* _DOCUMENT SEGMENT_:
========================

- DVD cover
- Directed by: Dave Borthwick
- Written by: Dave Borthwick
- Produced by: Richard Hutchinson
- Starring: Nick Upton; Deborah Collard;
- Cinematography: Dave Borthwick; Frank Passingham;
- Edited by: Dave Borthwick
- Music by: Startled Insects; John Paul Jones;
- Production companies: BBC Bristol; bolexbrothers;
- Distributed by: Manga Entertainment
- Release date: 10 December 1993;
- Running time: 60 minutes
- Country: United Kingdom
- Language: English

= The Secret Adventures of Tom Thumb =

1993 film

The Secret Adventures of Tom Thumb is a 1993 British independent stop-motion/pixilation adult animated science-fantasy dystopian adventure horror film directed, written, shot and edited by Dave Borthwick, produced by bolexbrothers studio and funded by Richard Hutchinson, BBC, La Sept and Manga Entertainment, which also distributed the film on video.

The story follows the tiny Tom Thumb as he is abducted from his loving parents and taken to an experimental laboratory, and his subsequent escape. He discovers a community of similarly sized people living in a swamp, who help him on his journey to return to his parents. The film is largely dialogue-free, limited mostly to grunts and other non-verbal vocalisations.

==Plot==

Inside an artificial insemination factory, a mechanical wasp hovering around the establishment is crushed to death by the machinery's gears, causing its vitals to drop into one of the jars on the conveyor belt. This results in a woman giving birth to a thumb-sized fetus-like child in her and her husband's house in a grim and slum urban town. Outside, a man in a black suit witnesses the whole scene and goes to an alley to encounter Pa Thumb, who picks up a ventriloquist box-shaped doll house to make his son's bedroom. The man simply grins at him but leaves when he gets creeped out by the ventriloquist's dummy at the window of a toy shop.

Pa and Ma Thumb decide to call their diminutive son "Tom", but their time with him is short-lived. He's soon kidnapped and taken to a laboratory to be studied and experimented on. After engineering an escape with the help of one of the lab's other captives, Tom finds himself in a town populated by people his size. There he meets Jack, a young warrior who hates the bigger people, whom he and the others call giants. Nonetheless, Tom convinces Jack to help him attempt to find his father.

========================

* _STATED TASK 1_: Name everyone the Tom Thumb film text says funded the film.
* _STATED TASK 2_: Count the lines of the records below that contain the string "raft", with case counting. Give only the number.

========================

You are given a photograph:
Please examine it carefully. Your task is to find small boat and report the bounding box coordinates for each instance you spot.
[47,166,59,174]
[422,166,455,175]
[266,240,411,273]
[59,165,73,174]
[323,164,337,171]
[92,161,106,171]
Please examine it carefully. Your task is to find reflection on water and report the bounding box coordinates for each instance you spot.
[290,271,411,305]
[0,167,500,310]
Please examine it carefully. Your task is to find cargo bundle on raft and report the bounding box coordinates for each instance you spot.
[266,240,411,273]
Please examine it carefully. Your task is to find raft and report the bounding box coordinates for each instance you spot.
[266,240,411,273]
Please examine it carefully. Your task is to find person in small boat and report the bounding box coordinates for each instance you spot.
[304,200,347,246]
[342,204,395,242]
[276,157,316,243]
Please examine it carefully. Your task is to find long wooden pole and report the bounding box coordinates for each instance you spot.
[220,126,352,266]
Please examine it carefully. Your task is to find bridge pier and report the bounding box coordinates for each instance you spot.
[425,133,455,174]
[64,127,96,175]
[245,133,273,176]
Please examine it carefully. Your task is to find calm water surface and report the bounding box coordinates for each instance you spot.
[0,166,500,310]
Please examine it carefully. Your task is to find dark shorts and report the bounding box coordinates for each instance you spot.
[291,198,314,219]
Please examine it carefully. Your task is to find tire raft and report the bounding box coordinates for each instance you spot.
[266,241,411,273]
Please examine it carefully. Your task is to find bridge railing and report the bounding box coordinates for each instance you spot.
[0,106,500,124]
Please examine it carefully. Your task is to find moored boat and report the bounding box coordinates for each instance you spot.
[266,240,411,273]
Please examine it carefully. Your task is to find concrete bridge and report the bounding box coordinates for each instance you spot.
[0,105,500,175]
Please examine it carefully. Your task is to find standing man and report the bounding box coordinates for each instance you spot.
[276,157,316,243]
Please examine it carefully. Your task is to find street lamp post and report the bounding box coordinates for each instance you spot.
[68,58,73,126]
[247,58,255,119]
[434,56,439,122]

========================

* _RESPONSE 1_: Richard Hutchinson, BBC, La Sept, Manga Entertainment

* _RESPONSE 2_: 3